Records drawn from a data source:
════════════════════
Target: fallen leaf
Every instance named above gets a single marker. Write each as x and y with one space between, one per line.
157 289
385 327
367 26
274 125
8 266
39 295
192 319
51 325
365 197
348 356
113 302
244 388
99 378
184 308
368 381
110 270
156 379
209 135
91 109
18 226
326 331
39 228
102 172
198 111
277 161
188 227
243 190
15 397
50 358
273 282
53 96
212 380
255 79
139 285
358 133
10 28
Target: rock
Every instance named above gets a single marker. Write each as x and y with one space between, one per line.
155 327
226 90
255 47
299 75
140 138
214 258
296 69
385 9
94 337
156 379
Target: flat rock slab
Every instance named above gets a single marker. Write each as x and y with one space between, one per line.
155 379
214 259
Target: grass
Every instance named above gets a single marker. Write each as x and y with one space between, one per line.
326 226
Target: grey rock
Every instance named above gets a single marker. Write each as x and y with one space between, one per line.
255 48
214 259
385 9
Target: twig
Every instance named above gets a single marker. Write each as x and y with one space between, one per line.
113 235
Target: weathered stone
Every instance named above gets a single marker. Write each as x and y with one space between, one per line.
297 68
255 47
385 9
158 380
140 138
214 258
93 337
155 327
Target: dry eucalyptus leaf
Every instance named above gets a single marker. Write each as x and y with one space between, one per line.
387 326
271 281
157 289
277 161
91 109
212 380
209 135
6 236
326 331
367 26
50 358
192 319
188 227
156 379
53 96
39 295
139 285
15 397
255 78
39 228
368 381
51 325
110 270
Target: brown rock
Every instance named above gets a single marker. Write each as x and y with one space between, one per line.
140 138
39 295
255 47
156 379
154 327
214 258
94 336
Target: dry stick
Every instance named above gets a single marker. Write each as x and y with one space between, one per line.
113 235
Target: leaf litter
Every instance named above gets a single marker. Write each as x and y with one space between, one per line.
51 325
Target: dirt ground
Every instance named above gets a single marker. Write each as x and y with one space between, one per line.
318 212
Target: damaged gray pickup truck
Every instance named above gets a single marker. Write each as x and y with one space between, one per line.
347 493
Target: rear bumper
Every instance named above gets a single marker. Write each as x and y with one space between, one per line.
════════════════════
What you are asked to do: Copy everything from the line containing "Target: damaged gray pickup truck" down to the end of the material, keeping the requests as they are and shifting every coordinate in the answers by adding 131 to it.

Expected answer:
Target: damaged gray pickup truck
Every instance named above gets a single marker. Write each as x and y with one space between, one per line.
478 624
Target: rear bumper
Every instance named above gets a single marker. Write each as x and y with one space between, one per line.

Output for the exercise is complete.